DESCRIPTION OF THE TASK
All of the records must come back exactly. Please repeat them in full.

[EXERCISE MATERIAL — start]

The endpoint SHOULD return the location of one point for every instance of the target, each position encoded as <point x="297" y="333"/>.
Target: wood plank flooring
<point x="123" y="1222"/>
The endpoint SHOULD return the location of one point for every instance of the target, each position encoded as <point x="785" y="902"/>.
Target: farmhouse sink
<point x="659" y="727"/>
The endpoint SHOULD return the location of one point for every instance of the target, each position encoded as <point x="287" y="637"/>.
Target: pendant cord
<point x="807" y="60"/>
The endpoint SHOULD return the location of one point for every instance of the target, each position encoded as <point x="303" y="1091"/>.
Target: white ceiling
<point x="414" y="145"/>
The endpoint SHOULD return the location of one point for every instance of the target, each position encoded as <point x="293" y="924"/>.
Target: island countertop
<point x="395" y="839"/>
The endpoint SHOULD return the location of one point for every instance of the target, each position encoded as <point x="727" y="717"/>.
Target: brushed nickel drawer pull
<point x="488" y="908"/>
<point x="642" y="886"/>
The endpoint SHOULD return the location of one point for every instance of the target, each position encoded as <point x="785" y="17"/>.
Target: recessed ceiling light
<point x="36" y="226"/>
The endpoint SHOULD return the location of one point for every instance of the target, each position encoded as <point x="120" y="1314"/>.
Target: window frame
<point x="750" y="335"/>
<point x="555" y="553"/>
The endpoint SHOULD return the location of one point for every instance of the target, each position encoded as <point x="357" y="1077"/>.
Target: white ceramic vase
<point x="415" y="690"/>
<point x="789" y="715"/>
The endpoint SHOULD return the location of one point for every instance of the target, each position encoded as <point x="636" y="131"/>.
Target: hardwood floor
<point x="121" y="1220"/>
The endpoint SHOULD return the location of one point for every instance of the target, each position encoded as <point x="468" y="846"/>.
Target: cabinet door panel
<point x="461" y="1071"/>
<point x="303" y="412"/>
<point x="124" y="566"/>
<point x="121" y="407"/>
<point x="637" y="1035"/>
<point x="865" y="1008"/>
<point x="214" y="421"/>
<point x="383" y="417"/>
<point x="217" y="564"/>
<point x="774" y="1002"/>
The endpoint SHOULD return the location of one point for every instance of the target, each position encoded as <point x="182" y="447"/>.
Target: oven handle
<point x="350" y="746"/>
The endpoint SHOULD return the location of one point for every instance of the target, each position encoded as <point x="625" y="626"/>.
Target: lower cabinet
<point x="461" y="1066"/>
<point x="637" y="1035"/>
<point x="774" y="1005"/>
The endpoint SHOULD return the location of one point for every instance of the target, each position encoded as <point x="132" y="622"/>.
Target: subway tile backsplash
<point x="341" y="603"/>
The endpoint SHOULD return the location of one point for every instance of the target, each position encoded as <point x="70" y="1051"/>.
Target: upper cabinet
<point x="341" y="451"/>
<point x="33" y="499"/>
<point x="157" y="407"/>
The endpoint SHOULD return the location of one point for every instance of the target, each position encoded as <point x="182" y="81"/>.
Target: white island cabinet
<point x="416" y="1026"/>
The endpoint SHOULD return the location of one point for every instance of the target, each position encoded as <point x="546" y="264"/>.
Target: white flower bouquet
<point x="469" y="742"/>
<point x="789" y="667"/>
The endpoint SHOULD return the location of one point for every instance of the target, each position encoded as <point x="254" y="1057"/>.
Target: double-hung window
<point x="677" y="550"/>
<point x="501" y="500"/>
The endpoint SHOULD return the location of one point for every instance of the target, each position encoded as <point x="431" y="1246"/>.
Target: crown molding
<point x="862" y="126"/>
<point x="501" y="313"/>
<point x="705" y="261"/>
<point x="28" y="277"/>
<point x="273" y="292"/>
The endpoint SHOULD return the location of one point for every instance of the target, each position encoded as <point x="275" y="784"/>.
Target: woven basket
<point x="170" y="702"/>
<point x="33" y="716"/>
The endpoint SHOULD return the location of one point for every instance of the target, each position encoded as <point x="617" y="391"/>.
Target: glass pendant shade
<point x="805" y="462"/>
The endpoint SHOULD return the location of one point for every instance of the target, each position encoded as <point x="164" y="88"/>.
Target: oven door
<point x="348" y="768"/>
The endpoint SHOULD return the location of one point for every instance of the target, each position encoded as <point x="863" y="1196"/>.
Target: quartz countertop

[EXERCISE MATERIAL — finish]

REPLY TO THE EXERCISE
The endpoint SHOULD return the location of one point for every instance of the target, each position encoded as <point x="297" y="333"/>.
Target: wood plank flooring
<point x="123" y="1222"/>
The endpoint SHOULD return the location of one point for every instance of the target, each position encoded as <point x="785" y="902"/>.
Target: farmhouse sink
<point x="659" y="727"/>
The endpoint SHOULD return the location of one point for every instance of the target, each position encoded as <point x="287" y="637"/>.
Target: pendant cord
<point x="807" y="60"/>
The endpoint SHOULD return the location of one point for every instance of the target, each position encoded as <point x="303" y="1091"/>.
Target: white ceiling
<point x="414" y="145"/>
The endpoint SHOULD return the location of one point for every instance of the target, each position encoded as <point x="293" y="924"/>.
Target: island countertop
<point x="395" y="839"/>
The endpoint SHOULD return the location of one point for every instance of the target, each position encoded as <point x="727" y="717"/>.
Target: brushed nickel drawer pull
<point x="488" y="908"/>
<point x="642" y="886"/>
The endpoint SHOULD return the location of one point for every instance of the target, each position encoded as <point x="785" y="17"/>.
Target: recessed ceiling light
<point x="36" y="226"/>
The endpoint SHOULD return the location of one point for every instance of the target, each position encoded as <point x="120" y="1314"/>.
Target: window frame
<point x="750" y="335"/>
<point x="555" y="553"/>
The endpoint SHOULD return the location of one point for every instance of the target, each position encoded as <point x="357" y="1077"/>.
Target: white ceramic vase
<point x="415" y="690"/>
<point x="789" y="715"/>
The endpoint SHOULD return the location of one point for every instance of the target, each position encoded as <point x="636" y="131"/>.
Target: hardwood floor
<point x="121" y="1220"/>
The endpoint SHOULD return the location of one point for every instance of the target, each position encoded as <point x="468" y="846"/>.
Target: cabinet door panel
<point x="461" y="1071"/>
<point x="303" y="412"/>
<point x="124" y="566"/>
<point x="121" y="407"/>
<point x="637" y="1035"/>
<point x="865" y="1008"/>
<point x="214" y="421"/>
<point x="383" y="417"/>
<point x="217" y="564"/>
<point x="774" y="1002"/>
The endpoint SHOULD return the location of one point for every instance of the target, each position encoded as <point x="182" y="447"/>.
Target: oven handle
<point x="350" y="746"/>
The endpoint SHOULD return the location of one point for every instance of the target, each position encoded as <point x="625" y="626"/>.
Target: lower cabinet
<point x="461" y="1066"/>
<point x="637" y="1035"/>
<point x="774" y="1005"/>
The endpoint SHOULD return the location of one point for every instance of the target, each position encoded as <point x="132" y="622"/>.
Target: subway tile backsplash
<point x="341" y="603"/>
The endpoint SHOULD return the location of one point for every instance of the target, each position encoded as <point x="70" y="1051"/>.
Target: upper cabinet
<point x="341" y="451"/>
<point x="33" y="499"/>
<point x="157" y="407"/>
The endpoint SHOULD return the location of one point for every instance of the target, each position encoded as <point x="182" y="81"/>.
Target: white island cabinet
<point x="416" y="1026"/>
The endpoint SHOULD return the location of one point for every instance of the target, each position encoded as <point x="546" y="264"/>.
Target: white flower bouquet
<point x="469" y="742"/>
<point x="789" y="667"/>
The endpoint SHOULD return the location of one point for every instance of the target, each position encoded as <point x="254" y="1057"/>.
Target: double-hung window
<point x="677" y="550"/>
<point x="501" y="500"/>
The endpoint SHOULD return the location of one point for every instance of the target, each position encoded as <point x="431" y="1246"/>.
Target: crown molding
<point x="862" y="126"/>
<point x="501" y="313"/>
<point x="705" y="261"/>
<point x="28" y="277"/>
<point x="273" y="292"/>
The endpoint SHOULD return the location of one point for every instance of the target, each position encoded as <point x="275" y="784"/>.
Target: woven basket
<point x="170" y="702"/>
<point x="33" y="716"/>
The endpoint SHOULD return the location of one point for every instance of the target, each position encoded as <point x="617" y="391"/>.
Target: glass pendant shade
<point x="805" y="462"/>
The endpoint SHOULD return the location of one point for every instance of the target, each position encoded as <point x="164" y="88"/>.
Target: oven door
<point x="348" y="768"/>
The endpoint SHOULD return the location of one point for every instance of the target, each position encoded as <point x="863" y="1196"/>.
Target: quartz countertop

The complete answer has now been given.